## Stated task
Can you rewrite every line of the rows below as a JSON list of strings, with one string per line and no blank lines?
start Input rows
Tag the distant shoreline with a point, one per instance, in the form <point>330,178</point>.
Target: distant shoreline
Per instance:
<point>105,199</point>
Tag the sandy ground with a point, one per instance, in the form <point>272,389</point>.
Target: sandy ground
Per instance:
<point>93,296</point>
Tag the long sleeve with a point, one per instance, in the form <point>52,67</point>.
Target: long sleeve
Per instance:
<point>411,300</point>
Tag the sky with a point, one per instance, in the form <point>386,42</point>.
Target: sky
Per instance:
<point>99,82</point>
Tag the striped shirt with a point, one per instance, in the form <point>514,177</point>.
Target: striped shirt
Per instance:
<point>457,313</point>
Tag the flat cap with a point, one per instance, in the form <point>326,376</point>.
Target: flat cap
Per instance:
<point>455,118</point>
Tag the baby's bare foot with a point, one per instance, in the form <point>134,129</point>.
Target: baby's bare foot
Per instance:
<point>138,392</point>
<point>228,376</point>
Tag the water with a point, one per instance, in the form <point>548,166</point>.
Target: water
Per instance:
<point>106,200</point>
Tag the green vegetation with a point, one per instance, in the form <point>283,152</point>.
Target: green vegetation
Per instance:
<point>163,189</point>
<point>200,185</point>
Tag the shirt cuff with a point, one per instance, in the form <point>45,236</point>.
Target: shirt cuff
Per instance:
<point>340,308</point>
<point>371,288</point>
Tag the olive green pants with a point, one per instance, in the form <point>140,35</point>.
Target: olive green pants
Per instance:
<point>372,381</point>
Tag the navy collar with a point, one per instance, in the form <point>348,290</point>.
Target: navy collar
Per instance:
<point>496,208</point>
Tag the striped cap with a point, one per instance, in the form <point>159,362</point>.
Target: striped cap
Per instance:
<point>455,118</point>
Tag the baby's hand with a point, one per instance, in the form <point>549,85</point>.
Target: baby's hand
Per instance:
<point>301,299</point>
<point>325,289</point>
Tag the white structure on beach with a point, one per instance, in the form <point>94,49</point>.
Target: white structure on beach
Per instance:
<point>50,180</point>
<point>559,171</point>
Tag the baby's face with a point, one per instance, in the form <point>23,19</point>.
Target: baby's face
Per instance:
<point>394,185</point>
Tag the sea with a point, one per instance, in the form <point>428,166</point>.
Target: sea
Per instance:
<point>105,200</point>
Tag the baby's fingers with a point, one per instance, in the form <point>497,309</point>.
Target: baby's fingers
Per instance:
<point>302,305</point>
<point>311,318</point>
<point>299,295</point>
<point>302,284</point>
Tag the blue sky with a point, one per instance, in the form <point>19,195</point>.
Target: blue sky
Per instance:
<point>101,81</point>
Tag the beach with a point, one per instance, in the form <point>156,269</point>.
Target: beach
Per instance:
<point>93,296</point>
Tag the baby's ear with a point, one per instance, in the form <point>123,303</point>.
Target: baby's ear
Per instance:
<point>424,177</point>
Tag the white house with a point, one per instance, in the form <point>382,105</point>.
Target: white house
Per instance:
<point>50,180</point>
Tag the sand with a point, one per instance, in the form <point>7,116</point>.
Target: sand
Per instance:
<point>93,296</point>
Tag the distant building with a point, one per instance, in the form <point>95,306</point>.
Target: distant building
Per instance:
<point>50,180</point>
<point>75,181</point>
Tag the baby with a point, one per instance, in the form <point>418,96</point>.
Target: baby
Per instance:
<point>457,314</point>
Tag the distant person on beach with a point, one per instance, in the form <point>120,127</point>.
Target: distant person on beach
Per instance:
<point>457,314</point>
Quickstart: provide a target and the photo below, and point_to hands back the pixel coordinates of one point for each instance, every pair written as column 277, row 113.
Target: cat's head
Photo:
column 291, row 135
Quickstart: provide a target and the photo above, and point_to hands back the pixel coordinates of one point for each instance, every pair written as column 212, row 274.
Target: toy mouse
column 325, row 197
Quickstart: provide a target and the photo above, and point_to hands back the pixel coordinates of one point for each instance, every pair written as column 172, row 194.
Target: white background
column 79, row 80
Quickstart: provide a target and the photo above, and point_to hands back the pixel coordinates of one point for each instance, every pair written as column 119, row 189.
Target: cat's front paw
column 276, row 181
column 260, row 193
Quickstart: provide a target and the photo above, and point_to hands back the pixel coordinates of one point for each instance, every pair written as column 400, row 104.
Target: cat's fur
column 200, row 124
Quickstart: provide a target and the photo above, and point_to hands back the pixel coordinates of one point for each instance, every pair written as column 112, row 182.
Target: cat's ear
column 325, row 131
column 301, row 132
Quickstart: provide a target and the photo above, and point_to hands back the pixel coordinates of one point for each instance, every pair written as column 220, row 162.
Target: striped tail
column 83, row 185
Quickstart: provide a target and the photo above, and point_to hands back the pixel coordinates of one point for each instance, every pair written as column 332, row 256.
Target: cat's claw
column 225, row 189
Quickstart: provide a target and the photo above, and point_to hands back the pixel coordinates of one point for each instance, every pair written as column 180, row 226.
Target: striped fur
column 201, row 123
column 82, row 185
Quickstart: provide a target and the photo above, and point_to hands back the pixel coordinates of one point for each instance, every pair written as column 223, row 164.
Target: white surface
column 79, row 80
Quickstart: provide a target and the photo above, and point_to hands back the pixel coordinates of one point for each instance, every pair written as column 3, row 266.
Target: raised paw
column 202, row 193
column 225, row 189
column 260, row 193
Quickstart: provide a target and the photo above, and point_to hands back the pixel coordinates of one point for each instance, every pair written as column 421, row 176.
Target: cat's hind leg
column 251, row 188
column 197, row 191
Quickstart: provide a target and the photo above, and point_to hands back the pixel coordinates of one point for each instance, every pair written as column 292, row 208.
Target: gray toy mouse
end Input rows
## Answer to this exercise
[
  "Tag the distant shoreline with a point, one per instance, in the form <point>330,178</point>.",
  "Target: distant shoreline",
  "Per instance:",
  "<point>105,199</point>",
  "Tag the sandy ground with a point, one per instance, in the form <point>272,389</point>.",
  "Target: sandy ground",
  "Per instance:",
  "<point>93,296</point>",
  "Tag the long sleeve with a point, one per instance, in the form <point>52,67</point>.",
  "Target: long sleeve",
  "Per instance:",
  "<point>411,300</point>",
  "Tag the sky with a point, one per instance, in the form <point>386,42</point>.",
  "Target: sky",
  "Per instance:",
  "<point>99,82</point>",
  "Tag the striped shirt with a point, one per instance, in the form <point>514,177</point>.",
  "Target: striped shirt",
  "Per instance:",
  "<point>457,313</point>",
  "Tag the flat cap with a point, one per instance, in the form <point>326,376</point>.",
  "Target: flat cap",
  "Per instance:",
  "<point>455,118</point>",
  "Tag the baby's bare foot with a point, one per instance, in the form <point>134,129</point>.",
  "Target: baby's bare foot",
  "Per instance:",
  "<point>138,392</point>",
  "<point>228,376</point>",
  "Tag the water with a point, one per instance, in the form <point>548,166</point>.",
  "Target: water",
  "Per instance:",
  "<point>106,200</point>",
  "Tag the green vegetation with a point, one per instance, in the form <point>283,152</point>.",
  "Target: green vegetation",
  "Per instance:",
  "<point>163,189</point>",
  "<point>200,185</point>",
  "Tag the shirt cuff with a point, one per instance, in the form <point>45,236</point>.",
  "Target: shirt cuff",
  "Per instance:",
  "<point>340,308</point>",
  "<point>371,288</point>",
  "Tag the olive green pants with a point, one per instance, in the form <point>140,35</point>.",
  "Target: olive green pants",
  "Per instance:",
  "<point>372,381</point>",
  "Tag the navy collar with a point, one per instance, in the form <point>348,290</point>.",
  "Target: navy collar",
  "Per instance:",
  "<point>496,208</point>",
  "Tag the striped cap with a point, one per instance, in the form <point>159,362</point>.",
  "Target: striped cap",
  "Per instance:",
  "<point>455,118</point>",
  "Tag the baby's hand with a point, one per instance, in the form <point>549,85</point>.",
  "Target: baby's hand",
  "Per instance:",
  "<point>301,299</point>",
  "<point>325,289</point>",
  "Tag the white structure on beach with a point, one per instance, in the form <point>94,49</point>.",
  "Target: white structure on beach",
  "Per instance:",
  "<point>50,180</point>",
  "<point>559,171</point>",
  "Tag the baby's face with a point, one per instance, in the form <point>23,19</point>.",
  "Target: baby's face",
  "Per instance:",
  "<point>394,185</point>",
  "Tag the sea with a point, one per instance, in the form <point>428,166</point>.",
  "Target: sea",
  "Per instance:",
  "<point>105,200</point>",
  "Tag the baby's fingers with a point, one per instance, in the form <point>497,309</point>.",
  "Target: baby's fingers",
  "Per instance:",
  "<point>302,305</point>",
  "<point>311,318</point>",
  "<point>299,295</point>",
  "<point>302,284</point>",
  "Tag the blue sky with a point, one per instance, in the form <point>19,195</point>.",
  "Target: blue sky",
  "Per instance:",
  "<point>101,81</point>",
  "Tag the beach with a point, one per instance, in the form <point>156,269</point>.",
  "Target: beach",
  "Per instance:",
  "<point>93,296</point>",
  "Tag the baby's ear with a point, one per instance, in the form <point>123,303</point>.",
  "Target: baby's ear",
  "Per instance:",
  "<point>424,177</point>",
  "Tag the white house with a point, one per instance, in the form <point>382,105</point>.",
  "Target: white house",
  "Per instance:",
  "<point>50,180</point>",
  "Tag the sand with a point, one per instance, in the form <point>7,116</point>.",
  "Target: sand",
  "Per instance:",
  "<point>93,296</point>",
  "Tag the distant building with a point, one per instance, in the form <point>95,306</point>.",
  "Target: distant building",
  "Per instance:",
  "<point>50,180</point>",
  "<point>75,181</point>",
  "Tag the baby with a point, one per instance, in the form <point>418,96</point>.",
  "Target: baby",
  "Per instance:",
  "<point>457,314</point>",
  "Tag the distant person on beach with a point, one per instance, in the form <point>120,127</point>.",
  "Target: distant person on beach",
  "Per instance:",
  "<point>457,314</point>",
  "Quickstart: provide a target and the photo below, and point_to hands back the pixel coordinates of one point for each instance, every pair written as column 277, row 113.",
  "Target: cat's head",
  "Photo:",
  "column 291, row 135",
  "Quickstart: provide a target and the photo above, and point_to hands back the pixel coordinates of one point for each instance, every pair written as column 212, row 274.",
  "Target: toy mouse",
  "column 325, row 197",
  "Quickstart: provide a target and the photo above, and point_to hands back the pixel coordinates of one point for each instance, every pair written as column 172, row 194.",
  "Target: white background",
  "column 79, row 80",
  "Quickstart: provide a target and the photo above, and point_to hands back the pixel coordinates of one point for each instance, every pair written as column 119, row 189.",
  "Target: cat's front paw",
  "column 276, row 181",
  "column 260, row 193",
  "Quickstart: provide a target and the photo above, and point_to hands back the pixel coordinates of one point for each instance, every pair written as column 400, row 104.",
  "Target: cat's fur",
  "column 200, row 124",
  "Quickstart: provide a target and the photo above, and point_to hands back the pixel coordinates of one point for each instance, every pair written as column 112, row 182.",
  "Target: cat's ear",
  "column 325, row 131",
  "column 301, row 132",
  "Quickstart: provide a target and the photo above, and point_to hands back the pixel coordinates of one point for each instance, every pair written as column 220, row 162.",
  "Target: striped tail",
  "column 83, row 185",
  "Quickstart: provide a target and the photo above, and point_to hands back the pixel coordinates of one point for each instance, every pair written as column 332, row 256.",
  "Target: cat's claw",
  "column 225, row 189",
  "Quickstart: provide a target and the photo above, and point_to hands back the pixel coordinates of one point for each instance, every pair written as column 180, row 226.",
  "Target: striped fur",
  "column 201, row 123",
  "column 82, row 185",
  "Quickstart: provide a target and the photo above, and point_to hands back the pixel coordinates of one point for each instance, every pair written as column 223, row 164.",
  "Target: white surface",
  "column 79, row 80",
  "Quickstart: provide a target and the photo above, and point_to hands back the pixel coordinates of one point for each instance, every pair written as column 3, row 266.",
  "Target: raised paw",
  "column 202, row 193",
  "column 225, row 189",
  "column 260, row 193",
  "Quickstart: provide a target and the photo above, and point_to hands back the pixel coordinates of one point for each instance, every pair written as column 421, row 176.",
  "Target: cat's hind leg",
  "column 251, row 188",
  "column 197, row 191",
  "Quickstart: provide a target and the photo above, and point_to hands back the pixel coordinates of one point for each instance, every pair written as column 292, row 208.",
  "Target: gray toy mouse"
]